At the end of 2011, Denbury estimated the SEC-10 value associated with the 94 MMBoe of its Bakken proved reserves at $1,512 million. Only 26% of the proved reserves were developed at year end 2011. The SEC-10 value essentially represents a five-year drilling program based on approximately 5 operated rigs and 600-700 MBoe EURs per well, in my assessment. I estimate that it includes approximately 30% of the identified undeveloped drilling locations within the core acreage. (The SEC-10 provides a valuable hint with regard to the potential value of the core acreage, which I derive to be approximately $2.5-$3.0 billion using 10% discount rate and assuming an accelerated drilling program).
Average production from the properties was about 15,200 Boe/d during Q2 2012, of which 88% was oil and natural gas liquids. I estimate proved developed producing reserves at June 30, 2012 at 28 MMBoe (26% of the total 107 MMBoe booked as proved at the end of Q2) and assume 84% oil and NGLs. I estimate the M&A market value of proved developed reserves at $750-$900 million (I use a $90 WTI price deck, 12% estimated M&A discount rate for PDP reserves, and assume 10% upside to the PDP estimate). The balance of the total transaction consideration represents the implied value of undeveloped acreage.

[Saved data entries]
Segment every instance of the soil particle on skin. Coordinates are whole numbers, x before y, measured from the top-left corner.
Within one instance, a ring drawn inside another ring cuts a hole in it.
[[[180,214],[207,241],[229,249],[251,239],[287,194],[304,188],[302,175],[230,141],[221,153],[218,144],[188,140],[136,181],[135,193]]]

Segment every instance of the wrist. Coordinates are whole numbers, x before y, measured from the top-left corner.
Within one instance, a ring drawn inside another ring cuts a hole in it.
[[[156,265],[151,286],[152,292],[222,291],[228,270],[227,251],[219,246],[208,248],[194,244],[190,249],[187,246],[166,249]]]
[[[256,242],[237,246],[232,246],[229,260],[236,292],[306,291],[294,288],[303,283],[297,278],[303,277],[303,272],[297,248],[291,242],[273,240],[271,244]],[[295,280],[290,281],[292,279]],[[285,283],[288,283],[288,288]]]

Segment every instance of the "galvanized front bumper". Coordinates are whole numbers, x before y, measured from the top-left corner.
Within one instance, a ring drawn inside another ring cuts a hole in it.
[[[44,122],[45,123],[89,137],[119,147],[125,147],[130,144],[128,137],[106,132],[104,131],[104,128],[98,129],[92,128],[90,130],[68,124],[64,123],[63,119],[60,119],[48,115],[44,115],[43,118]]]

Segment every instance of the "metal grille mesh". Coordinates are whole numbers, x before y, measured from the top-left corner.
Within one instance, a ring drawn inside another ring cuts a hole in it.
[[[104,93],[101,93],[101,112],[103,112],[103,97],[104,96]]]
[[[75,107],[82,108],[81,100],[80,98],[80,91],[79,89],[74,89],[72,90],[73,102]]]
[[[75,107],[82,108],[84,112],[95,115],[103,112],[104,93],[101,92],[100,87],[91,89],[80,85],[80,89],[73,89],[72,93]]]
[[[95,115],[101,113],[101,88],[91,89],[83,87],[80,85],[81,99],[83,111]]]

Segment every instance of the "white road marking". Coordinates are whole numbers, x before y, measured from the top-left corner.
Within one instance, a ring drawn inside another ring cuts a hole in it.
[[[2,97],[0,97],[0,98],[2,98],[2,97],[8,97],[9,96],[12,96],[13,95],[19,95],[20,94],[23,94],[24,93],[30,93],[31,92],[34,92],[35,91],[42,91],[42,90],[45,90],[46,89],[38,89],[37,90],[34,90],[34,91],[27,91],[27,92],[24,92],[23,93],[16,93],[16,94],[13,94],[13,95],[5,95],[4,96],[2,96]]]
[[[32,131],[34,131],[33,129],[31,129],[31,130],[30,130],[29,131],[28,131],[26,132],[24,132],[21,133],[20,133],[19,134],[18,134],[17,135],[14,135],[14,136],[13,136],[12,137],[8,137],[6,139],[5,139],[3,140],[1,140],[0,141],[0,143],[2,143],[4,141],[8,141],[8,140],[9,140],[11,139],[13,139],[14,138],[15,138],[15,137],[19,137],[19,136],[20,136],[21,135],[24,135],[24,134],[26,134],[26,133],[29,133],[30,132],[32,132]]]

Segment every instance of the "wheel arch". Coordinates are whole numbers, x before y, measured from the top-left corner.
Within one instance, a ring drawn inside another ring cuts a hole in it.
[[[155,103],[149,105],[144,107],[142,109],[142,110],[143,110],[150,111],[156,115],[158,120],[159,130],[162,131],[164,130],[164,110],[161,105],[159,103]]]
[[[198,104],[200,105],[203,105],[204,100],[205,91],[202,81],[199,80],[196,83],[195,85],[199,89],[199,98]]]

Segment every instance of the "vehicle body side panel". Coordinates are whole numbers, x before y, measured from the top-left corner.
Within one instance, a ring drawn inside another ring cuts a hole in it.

> _WHAT TO WORK ON_
a – Transcribe the part of the Bakken valuation passage starting with "Average production from" and going on through "of undeveloped acreage.".
b – In the Bakken valuation passage, what was the average production from the properties during Q2 2012?
c – Write the next part of the Bakken valuation passage, picking up after its final sentence.

> _ANSWERS FOR THE TASKS_
a –
Average production from the properties was about 15,200 Boe/d during Q2 2012, of which 88% was oil and natural gas liquids. I estimate proved developed producing reserves at June 30, 2012 at 28 MMBoe (26% of the total 107 MMBoe booked as proved at the end of Q2) and assume 84% oil and NGLs. I estimate the M&A market value of proved developed reserves at $750-$900 million (I use a $90 WTI price deck, 12% estimated M&A discount rate for PDP reserves, and assume 10% upside to the PDP estimate). The balance of the total transaction consideration represents the implied value of undeveloped acreage.

b – About 15,200 Boe/d.

c –
The well result summary presented below illustrates the high quality of the acreage being acquired by Exxon (the list includes operated well completions by Denbury over the past twelve months; only the wells with some production history are included). The two wells in the Charlson area are particularly strong. It should be noted that they were drilled on single-section (640-acre) units. These data imply EURs above 1 MMBoe for long-lateral wells (1,280-acre units).
The wells in the Cherry area show a high degree of consistency and relatively low declines from 30-day average to 90-day average. This may indicate "restricted" production technique which may be used to reduce bottom hole pressure drawdown and to preserve completion integrity. Without knowing longer production history, it is difficult to estimate the associated EURs. I use the 700-800 MMBoe for Cherry area based on this limited information.
Wells in the Camp area show weaker results and may be marginally economic, based on the five wells results in the table.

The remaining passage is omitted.